> **Task prompt**
Show every line of the material below that contains the word "truck".

● ● ● ● ●

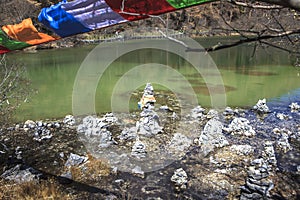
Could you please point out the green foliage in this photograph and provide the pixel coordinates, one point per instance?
(14, 88)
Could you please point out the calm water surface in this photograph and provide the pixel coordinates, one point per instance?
(247, 76)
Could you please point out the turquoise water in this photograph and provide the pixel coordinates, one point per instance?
(247, 77)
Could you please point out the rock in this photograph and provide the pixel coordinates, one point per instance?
(138, 171)
(282, 116)
(240, 126)
(294, 107)
(179, 143)
(75, 160)
(261, 106)
(139, 150)
(42, 133)
(29, 124)
(229, 112)
(180, 179)
(21, 174)
(95, 131)
(128, 134)
(3, 148)
(212, 136)
(269, 155)
(212, 114)
(242, 149)
(109, 118)
(147, 101)
(197, 112)
(164, 108)
(69, 120)
(148, 125)
(18, 153)
(258, 184)
(283, 143)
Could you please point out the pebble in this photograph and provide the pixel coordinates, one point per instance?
(261, 106)
(240, 126)
(21, 174)
(295, 107)
(180, 179)
(212, 136)
(139, 149)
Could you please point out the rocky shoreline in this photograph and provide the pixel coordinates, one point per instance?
(207, 154)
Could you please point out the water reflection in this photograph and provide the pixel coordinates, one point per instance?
(247, 77)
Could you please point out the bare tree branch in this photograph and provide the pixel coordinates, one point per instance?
(294, 4)
(255, 6)
(249, 40)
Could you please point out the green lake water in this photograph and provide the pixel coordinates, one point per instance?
(247, 76)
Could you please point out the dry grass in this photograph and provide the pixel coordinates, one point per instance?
(92, 170)
(32, 190)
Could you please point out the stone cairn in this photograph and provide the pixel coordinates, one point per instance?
(258, 183)
(147, 126)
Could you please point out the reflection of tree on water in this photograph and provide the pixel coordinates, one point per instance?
(13, 88)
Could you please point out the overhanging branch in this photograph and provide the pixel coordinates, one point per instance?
(220, 46)
(255, 6)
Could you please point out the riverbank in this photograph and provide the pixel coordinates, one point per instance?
(206, 154)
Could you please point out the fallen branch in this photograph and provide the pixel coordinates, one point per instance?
(255, 6)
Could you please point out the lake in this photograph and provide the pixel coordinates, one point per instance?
(247, 76)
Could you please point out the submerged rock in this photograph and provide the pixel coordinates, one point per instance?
(294, 107)
(139, 150)
(180, 179)
(147, 101)
(261, 106)
(69, 120)
(75, 160)
(21, 174)
(240, 126)
(137, 170)
(212, 136)
(128, 134)
(282, 116)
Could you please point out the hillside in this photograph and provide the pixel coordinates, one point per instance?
(217, 18)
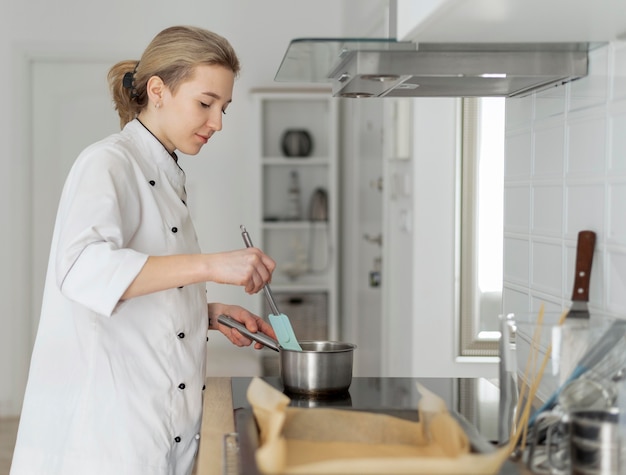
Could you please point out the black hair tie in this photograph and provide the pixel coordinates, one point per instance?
(128, 81)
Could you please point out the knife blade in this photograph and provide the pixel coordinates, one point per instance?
(582, 277)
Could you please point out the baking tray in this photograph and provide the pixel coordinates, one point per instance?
(248, 438)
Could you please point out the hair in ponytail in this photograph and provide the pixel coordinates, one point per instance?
(172, 55)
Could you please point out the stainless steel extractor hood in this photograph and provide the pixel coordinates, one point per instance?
(389, 68)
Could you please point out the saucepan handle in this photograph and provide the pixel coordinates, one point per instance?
(258, 337)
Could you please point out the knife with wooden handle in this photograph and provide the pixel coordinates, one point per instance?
(584, 258)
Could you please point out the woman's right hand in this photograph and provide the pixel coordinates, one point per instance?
(251, 268)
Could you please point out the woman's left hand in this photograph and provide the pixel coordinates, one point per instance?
(252, 322)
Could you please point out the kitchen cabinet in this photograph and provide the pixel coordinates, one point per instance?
(508, 20)
(296, 148)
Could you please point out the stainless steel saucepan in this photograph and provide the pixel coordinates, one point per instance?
(322, 368)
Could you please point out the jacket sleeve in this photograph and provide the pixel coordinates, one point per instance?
(98, 214)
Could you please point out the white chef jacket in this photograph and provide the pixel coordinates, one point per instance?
(116, 387)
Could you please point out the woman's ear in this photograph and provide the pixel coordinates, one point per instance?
(155, 88)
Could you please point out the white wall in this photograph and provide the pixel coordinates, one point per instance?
(259, 31)
(565, 171)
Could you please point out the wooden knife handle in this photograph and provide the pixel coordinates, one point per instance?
(584, 258)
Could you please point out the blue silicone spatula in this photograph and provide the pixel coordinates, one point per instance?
(279, 321)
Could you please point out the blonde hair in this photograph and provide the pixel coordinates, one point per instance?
(172, 55)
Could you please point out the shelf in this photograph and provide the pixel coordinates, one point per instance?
(299, 288)
(293, 225)
(282, 161)
(302, 243)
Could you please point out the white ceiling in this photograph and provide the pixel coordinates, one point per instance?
(512, 20)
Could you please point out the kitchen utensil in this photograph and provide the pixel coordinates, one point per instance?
(592, 441)
(593, 357)
(574, 333)
(584, 259)
(279, 321)
(318, 207)
(320, 369)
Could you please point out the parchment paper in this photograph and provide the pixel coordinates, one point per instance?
(325, 441)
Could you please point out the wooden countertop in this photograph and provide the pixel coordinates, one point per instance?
(217, 419)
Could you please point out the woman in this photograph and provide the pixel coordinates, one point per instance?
(117, 372)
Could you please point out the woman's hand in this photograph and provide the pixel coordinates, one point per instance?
(251, 268)
(251, 321)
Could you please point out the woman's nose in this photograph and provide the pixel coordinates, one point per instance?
(215, 121)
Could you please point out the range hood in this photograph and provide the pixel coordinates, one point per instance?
(385, 67)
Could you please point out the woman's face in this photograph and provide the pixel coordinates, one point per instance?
(187, 119)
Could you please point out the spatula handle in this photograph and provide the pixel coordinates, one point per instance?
(266, 289)
(584, 258)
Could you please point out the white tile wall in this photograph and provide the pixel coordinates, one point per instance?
(565, 171)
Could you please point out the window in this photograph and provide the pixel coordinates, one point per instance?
(482, 165)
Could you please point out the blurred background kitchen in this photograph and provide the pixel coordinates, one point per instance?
(416, 267)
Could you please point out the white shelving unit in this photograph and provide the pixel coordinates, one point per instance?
(305, 282)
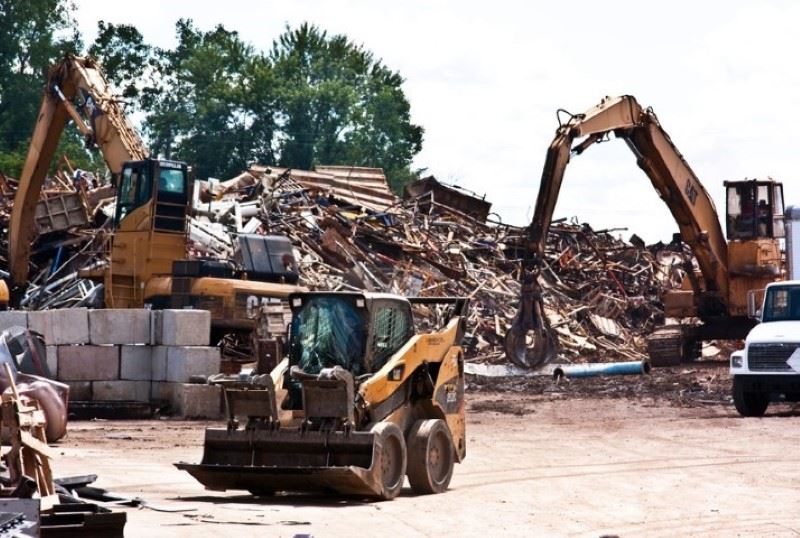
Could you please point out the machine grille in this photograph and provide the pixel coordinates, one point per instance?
(770, 357)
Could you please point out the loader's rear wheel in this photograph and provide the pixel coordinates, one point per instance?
(393, 459)
(431, 456)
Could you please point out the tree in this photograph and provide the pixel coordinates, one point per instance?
(33, 35)
(338, 105)
(220, 105)
(211, 102)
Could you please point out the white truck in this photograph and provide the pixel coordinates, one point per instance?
(769, 364)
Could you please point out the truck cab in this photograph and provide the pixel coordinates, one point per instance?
(769, 365)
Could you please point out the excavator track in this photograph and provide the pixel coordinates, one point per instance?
(671, 345)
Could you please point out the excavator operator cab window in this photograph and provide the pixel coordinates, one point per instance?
(134, 189)
(754, 209)
(172, 197)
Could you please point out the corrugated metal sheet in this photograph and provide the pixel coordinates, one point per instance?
(361, 186)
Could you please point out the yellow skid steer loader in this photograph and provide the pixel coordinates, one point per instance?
(360, 402)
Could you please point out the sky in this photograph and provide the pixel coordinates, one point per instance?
(485, 80)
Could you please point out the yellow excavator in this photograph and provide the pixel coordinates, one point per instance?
(746, 258)
(360, 403)
(148, 248)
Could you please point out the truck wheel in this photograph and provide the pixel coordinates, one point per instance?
(430, 456)
(749, 403)
(391, 473)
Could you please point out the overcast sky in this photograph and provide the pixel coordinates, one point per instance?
(485, 79)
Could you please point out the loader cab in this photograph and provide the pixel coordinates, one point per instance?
(356, 331)
(754, 209)
(165, 183)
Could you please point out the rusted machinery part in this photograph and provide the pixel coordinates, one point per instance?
(530, 348)
(530, 342)
(671, 345)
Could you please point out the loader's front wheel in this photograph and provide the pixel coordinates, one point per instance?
(430, 456)
(393, 459)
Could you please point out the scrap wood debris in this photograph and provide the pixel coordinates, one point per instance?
(350, 232)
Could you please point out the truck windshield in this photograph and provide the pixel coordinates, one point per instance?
(782, 303)
(327, 331)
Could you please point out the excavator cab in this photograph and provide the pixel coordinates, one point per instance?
(754, 209)
(163, 181)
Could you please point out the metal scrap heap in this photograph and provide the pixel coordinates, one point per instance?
(350, 232)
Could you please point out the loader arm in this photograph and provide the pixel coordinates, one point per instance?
(671, 176)
(72, 79)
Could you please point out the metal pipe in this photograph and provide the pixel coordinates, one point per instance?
(594, 369)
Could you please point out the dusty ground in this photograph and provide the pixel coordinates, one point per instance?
(589, 459)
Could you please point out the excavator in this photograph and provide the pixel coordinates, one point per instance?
(149, 239)
(730, 265)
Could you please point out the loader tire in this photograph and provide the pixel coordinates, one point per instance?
(392, 470)
(431, 456)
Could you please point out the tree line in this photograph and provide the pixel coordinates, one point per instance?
(214, 100)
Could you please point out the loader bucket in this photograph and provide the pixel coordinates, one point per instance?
(291, 459)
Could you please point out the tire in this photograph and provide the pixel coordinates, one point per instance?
(749, 403)
(431, 456)
(393, 458)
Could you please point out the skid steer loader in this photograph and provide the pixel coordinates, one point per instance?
(360, 402)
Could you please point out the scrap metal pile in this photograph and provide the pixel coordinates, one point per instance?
(72, 224)
(602, 295)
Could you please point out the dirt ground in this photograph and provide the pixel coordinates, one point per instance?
(588, 458)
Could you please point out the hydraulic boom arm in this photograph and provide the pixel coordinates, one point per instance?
(676, 183)
(74, 78)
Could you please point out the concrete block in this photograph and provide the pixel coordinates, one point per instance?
(80, 391)
(183, 362)
(119, 326)
(197, 401)
(88, 363)
(60, 327)
(155, 327)
(185, 327)
(13, 318)
(158, 370)
(162, 391)
(52, 360)
(120, 390)
(135, 363)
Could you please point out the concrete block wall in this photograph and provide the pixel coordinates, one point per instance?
(130, 354)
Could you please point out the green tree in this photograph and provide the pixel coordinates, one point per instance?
(339, 105)
(218, 104)
(33, 35)
(211, 102)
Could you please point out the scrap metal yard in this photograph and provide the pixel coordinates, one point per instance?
(558, 463)
(326, 269)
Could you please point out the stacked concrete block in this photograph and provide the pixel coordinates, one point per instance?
(184, 328)
(158, 371)
(13, 318)
(184, 362)
(61, 327)
(111, 355)
(119, 326)
(121, 390)
(88, 363)
(52, 360)
(136, 363)
(79, 391)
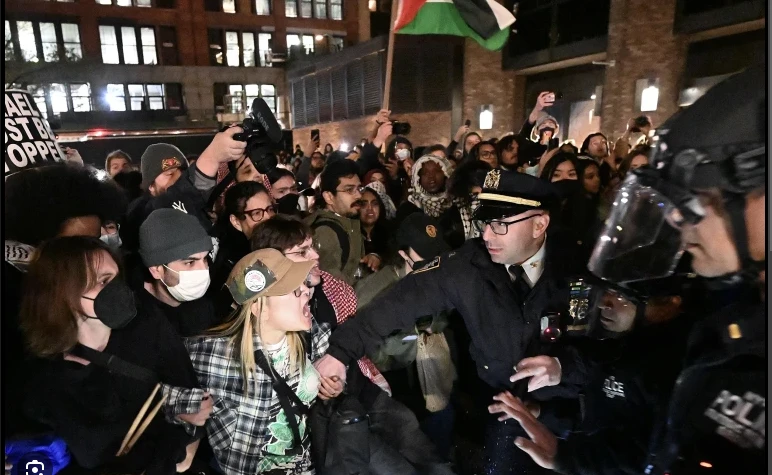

● ● ● ● ●

> **Full response**
Could you please point out the white truck in this photograph and provide the pixel coordinates, one point per instance?
Could you please point out the truck cab in this photograph and provide the pixel coordinates, one point per instance?
Could you please point out the truck wheel in this photograph and provide the pixel coordinates, one point per instance?
Could you please point out the truck windshield in this photograph and provide the pixel coordinates, one point per instance?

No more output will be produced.